§ **AUFGABE A**
Übersetzen Sie aus dem Artikel zur Härtefallregelung nach dem BEHG den Satz „Der Antrag muss bis spätestens 30. September 2022 gestellt werden.“ ins Englische.
§ **AUFGABE B**
Wiederholen Sie aus dem Artikel zur Härtefallregelung nach dem BEHG den Abschnitt von „Eine weitere Möglichkeit“ bis einschließlich „einen Wirtschaftsprüfer vorgesehen.“ wortgetreu.

Eine weitere Möglichkeit der Entlastung von der CO2-Abgabe existiert für Härtefalle nach § 11 Abs. 1 BEHG. Sie liegen laut BEHG in atypischen Einzelfällen vor, wenn dem Unternehmen unverhältnismäßig hohe indirekte Belastungen („unzumutbare Härte“) entstehen. Eine Änderung der Brennstoffemissionshandelsverordnung, die die Regelungen näher ausführt, liegt derzeit im Entwurf vor. Auch dort ist ein Antragsverfahren vorgesehen. Es ist dann grundsätzlich auf einen zweijährigen Zeitraum ausgelegt, erstmalig also für die Jahre 2021 und 2022. Der Antrag muss bis spätestens 30. September 2022 gestellt werden. In dem Antrag ist die unzumutbare Härte darzulegen. Die weiteren Regelungen sind komplex ausgestaltet und bedürfen einer Einzelfallbetrachtung. Auch für diesen Antrag ist nach § 39 des Entwurfs zur Brennstoffemissionshandelsverordnung die Prüfung durch einen Wirtschaftsprüfer vorgesehen.

§ **Datensätze zu beschrifteten Bereichen**

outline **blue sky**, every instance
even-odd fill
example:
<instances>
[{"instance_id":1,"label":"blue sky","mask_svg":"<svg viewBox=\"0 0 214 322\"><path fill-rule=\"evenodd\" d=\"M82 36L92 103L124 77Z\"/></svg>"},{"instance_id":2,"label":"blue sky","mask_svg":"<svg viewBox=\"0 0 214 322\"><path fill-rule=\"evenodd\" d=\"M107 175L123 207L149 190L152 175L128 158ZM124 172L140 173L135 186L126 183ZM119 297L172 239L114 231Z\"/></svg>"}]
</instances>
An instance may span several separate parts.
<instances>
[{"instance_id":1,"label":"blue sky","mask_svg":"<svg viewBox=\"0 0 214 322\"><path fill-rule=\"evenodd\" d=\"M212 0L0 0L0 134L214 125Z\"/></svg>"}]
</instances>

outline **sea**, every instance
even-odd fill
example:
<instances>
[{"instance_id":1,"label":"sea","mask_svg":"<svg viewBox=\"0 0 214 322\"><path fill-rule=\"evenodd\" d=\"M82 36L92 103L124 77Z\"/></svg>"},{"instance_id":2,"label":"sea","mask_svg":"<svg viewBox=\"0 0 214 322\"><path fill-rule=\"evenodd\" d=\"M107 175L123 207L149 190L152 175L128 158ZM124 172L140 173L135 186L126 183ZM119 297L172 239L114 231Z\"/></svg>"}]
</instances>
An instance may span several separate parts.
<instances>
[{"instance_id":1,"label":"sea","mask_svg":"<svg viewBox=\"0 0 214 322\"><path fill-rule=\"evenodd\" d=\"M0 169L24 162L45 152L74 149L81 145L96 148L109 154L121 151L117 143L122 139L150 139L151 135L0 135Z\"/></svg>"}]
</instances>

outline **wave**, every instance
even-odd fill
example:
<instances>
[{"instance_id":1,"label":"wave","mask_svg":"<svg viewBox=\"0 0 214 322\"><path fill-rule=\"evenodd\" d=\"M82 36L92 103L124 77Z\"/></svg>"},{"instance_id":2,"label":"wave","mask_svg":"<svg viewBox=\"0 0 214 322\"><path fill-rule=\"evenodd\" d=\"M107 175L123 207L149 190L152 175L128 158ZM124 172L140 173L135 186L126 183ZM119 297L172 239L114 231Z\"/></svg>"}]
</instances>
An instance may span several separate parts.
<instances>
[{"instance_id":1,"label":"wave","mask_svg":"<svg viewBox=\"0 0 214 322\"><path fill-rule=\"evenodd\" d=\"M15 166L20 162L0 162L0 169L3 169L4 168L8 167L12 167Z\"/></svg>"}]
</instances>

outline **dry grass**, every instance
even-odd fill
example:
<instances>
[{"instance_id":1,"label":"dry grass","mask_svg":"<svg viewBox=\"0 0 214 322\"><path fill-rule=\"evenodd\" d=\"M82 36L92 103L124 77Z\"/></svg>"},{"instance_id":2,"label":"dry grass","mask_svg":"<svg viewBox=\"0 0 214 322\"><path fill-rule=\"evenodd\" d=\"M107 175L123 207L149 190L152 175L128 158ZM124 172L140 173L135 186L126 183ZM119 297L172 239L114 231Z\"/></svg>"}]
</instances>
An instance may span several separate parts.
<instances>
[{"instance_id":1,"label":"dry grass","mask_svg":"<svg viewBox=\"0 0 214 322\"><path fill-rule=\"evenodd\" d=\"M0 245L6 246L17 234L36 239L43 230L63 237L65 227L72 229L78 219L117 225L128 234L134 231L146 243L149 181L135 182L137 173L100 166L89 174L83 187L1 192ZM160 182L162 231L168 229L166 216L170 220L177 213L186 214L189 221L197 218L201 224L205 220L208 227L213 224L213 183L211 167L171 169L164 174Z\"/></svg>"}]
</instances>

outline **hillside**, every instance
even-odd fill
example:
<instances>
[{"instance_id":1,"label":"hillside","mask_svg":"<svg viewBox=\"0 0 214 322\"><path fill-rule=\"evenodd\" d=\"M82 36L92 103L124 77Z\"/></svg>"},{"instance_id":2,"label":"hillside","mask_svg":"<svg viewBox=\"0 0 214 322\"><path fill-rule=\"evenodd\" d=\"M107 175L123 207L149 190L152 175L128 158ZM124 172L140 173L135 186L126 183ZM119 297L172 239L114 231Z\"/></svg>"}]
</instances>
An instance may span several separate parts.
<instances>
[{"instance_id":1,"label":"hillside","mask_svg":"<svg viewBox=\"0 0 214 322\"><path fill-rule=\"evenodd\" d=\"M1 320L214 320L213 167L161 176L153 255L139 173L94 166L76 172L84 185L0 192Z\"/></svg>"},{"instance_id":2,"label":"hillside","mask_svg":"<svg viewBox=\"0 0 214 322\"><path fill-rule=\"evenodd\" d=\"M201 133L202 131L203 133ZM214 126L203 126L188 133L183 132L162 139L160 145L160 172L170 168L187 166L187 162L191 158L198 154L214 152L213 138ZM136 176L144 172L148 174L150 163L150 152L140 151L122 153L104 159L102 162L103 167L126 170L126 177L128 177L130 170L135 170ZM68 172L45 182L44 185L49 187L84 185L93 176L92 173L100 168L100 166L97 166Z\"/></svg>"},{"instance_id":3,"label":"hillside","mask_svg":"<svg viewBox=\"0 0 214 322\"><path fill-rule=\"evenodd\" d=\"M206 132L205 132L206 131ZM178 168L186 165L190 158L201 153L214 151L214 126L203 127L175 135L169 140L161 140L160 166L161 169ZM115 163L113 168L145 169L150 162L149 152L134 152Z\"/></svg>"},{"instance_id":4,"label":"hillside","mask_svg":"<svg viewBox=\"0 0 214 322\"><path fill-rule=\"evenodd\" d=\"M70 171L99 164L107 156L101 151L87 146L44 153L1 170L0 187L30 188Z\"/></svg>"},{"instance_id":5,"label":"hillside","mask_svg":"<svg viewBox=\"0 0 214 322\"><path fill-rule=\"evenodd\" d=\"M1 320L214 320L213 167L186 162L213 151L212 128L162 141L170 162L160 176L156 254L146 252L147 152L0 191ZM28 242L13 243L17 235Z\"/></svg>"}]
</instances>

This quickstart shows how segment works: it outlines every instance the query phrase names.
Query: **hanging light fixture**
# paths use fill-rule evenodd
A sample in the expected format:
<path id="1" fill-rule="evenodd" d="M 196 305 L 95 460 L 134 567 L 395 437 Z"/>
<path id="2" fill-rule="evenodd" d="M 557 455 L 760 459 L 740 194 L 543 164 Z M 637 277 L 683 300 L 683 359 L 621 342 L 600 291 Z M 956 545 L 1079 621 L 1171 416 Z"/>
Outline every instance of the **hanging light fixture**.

§ **ANTWORT A**
The application must be submitted by September 30, 2022, at the latest.

§ **ANTWORT B**
Eine weitere Möglichkeit der Entlastung von der CO2-Abgabe existiert für Härtefalle nach § 11 Abs. 1 BEHG. Sie liegen laut BEHG in atypischen Einzelfällen vor, wenn dem Unternehmen unverhältnismäßig hohe indirekte Belastungen („unzumutbare Härte“) entstehen. Eine Änderung der Brennstoffemissionshandelsverordnung, die die Regelungen näher ausführt, liegt derzeit im Entwurf vor. Auch dort ist ein Antragsverfahren vorgesehen. Es ist dann grundsätzlich auf einen zweijährigen Zeitraum ausgelegt, erstmalig also für die Jahre 2021 und 2022. Der Antrag muss bis spätestens 30. September 2022 gestellt werden. In dem Antrag ist die unzumutbare Härte darzulegen. Die weiteren Regelungen sind komplex ausgestaltet und bedürfen einer Einzelfallbetrachtung. Auch für diesen Antrag ist nach § 39 des Entwurfs zur Brennstoffemissionshandelsverordnung die Prüfung durch einen Wirtschaftsprüfer vorgesehen.